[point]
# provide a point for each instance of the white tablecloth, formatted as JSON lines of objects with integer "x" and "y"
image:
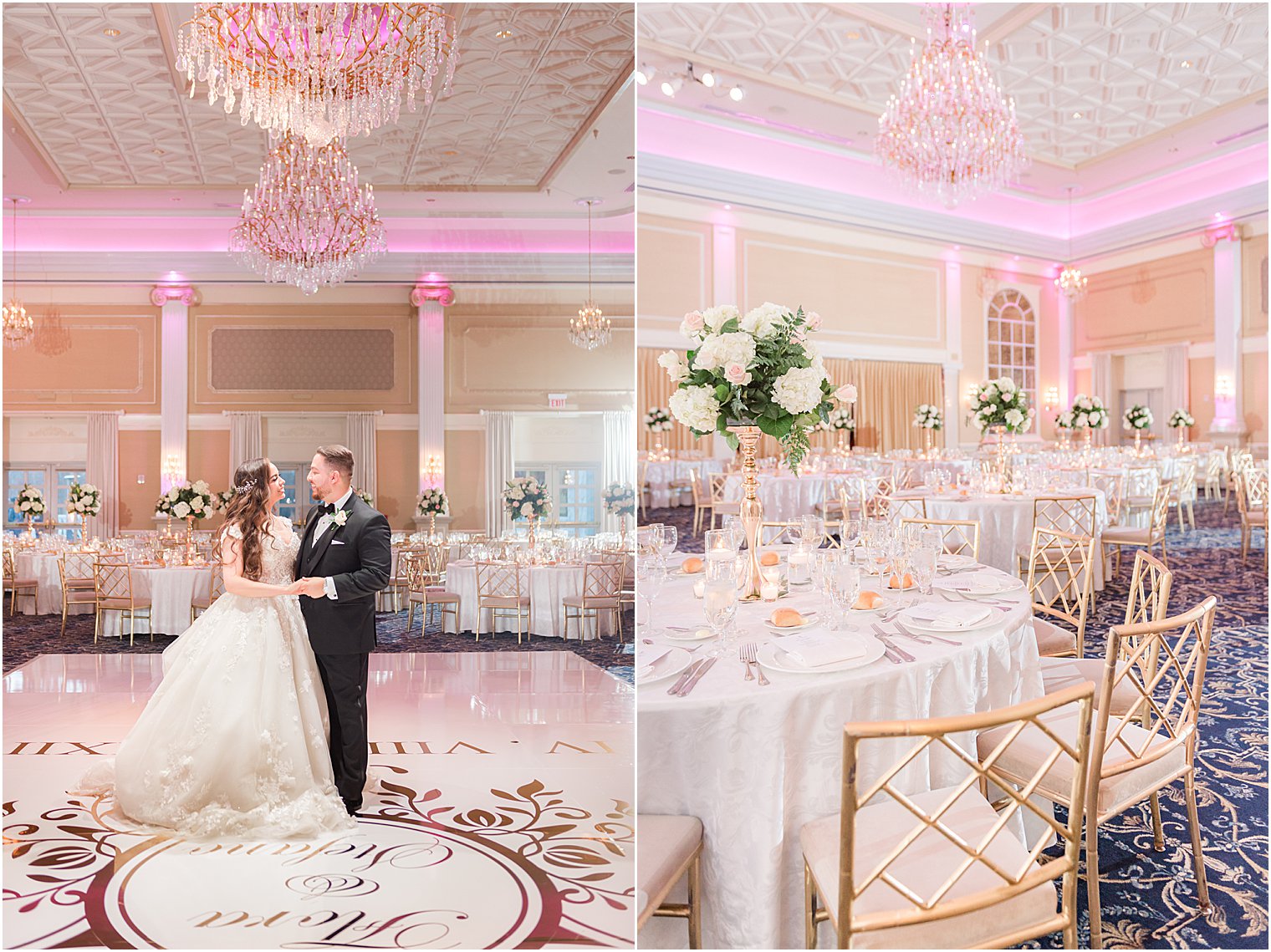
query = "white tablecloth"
{"x": 660, "y": 476}
{"x": 1007, "y": 522}
{"x": 757, "y": 763}
{"x": 171, "y": 590}
{"x": 48, "y": 595}
{"x": 548, "y": 585}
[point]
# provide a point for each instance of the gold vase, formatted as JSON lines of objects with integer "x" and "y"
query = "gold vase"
{"x": 752, "y": 509}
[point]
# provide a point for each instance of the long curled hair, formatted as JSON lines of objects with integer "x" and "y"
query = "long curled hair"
{"x": 249, "y": 512}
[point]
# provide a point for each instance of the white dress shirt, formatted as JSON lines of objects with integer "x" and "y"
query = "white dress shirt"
{"x": 324, "y": 522}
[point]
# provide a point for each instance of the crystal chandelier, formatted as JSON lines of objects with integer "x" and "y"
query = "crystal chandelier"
{"x": 591, "y": 328}
{"x": 19, "y": 327}
{"x": 318, "y": 70}
{"x": 1070, "y": 281}
{"x": 951, "y": 134}
{"x": 51, "y": 337}
{"x": 308, "y": 222}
----------------------------------------
§ **WORK TO COMPLETE**: Write out all of the lines above again, swapping every "crystal chandelier" for "glass chandelier" and keeping the rest unchanged. Leave out the pictures.

§ **THE OUTPUT**:
[point]
# provide a point for each instance of the white tablecloth, formatted as JSON lines of objects with integer "x" and "y"
image:
query = "white tablecloth"
{"x": 660, "y": 476}
{"x": 1007, "y": 522}
{"x": 757, "y": 763}
{"x": 171, "y": 590}
{"x": 48, "y": 595}
{"x": 548, "y": 585}
[point]
# provide a point for each instance of the gold vase, formatted as JSON lines of objects with integer "x" and "y"
query = "gold vase"
{"x": 752, "y": 509}
[point]
# provide a point for each instance of the long curled hair, formatted as JSON lines of objects with integer "x" and "y"
query = "long curled hair"
{"x": 249, "y": 512}
[point]
# provide a point for each instance of the white dress shirt, formatted as JSON lines of objects with integer "x" and "y"
query = "white dress shirt"
{"x": 324, "y": 522}
[point]
# provide a point for each instance of the glass chandelier, formatted as JSON lines of objects with integer "x" and "y"
query = "glass chandelier"
{"x": 591, "y": 328}
{"x": 19, "y": 327}
{"x": 318, "y": 70}
{"x": 1070, "y": 281}
{"x": 951, "y": 134}
{"x": 51, "y": 337}
{"x": 308, "y": 222}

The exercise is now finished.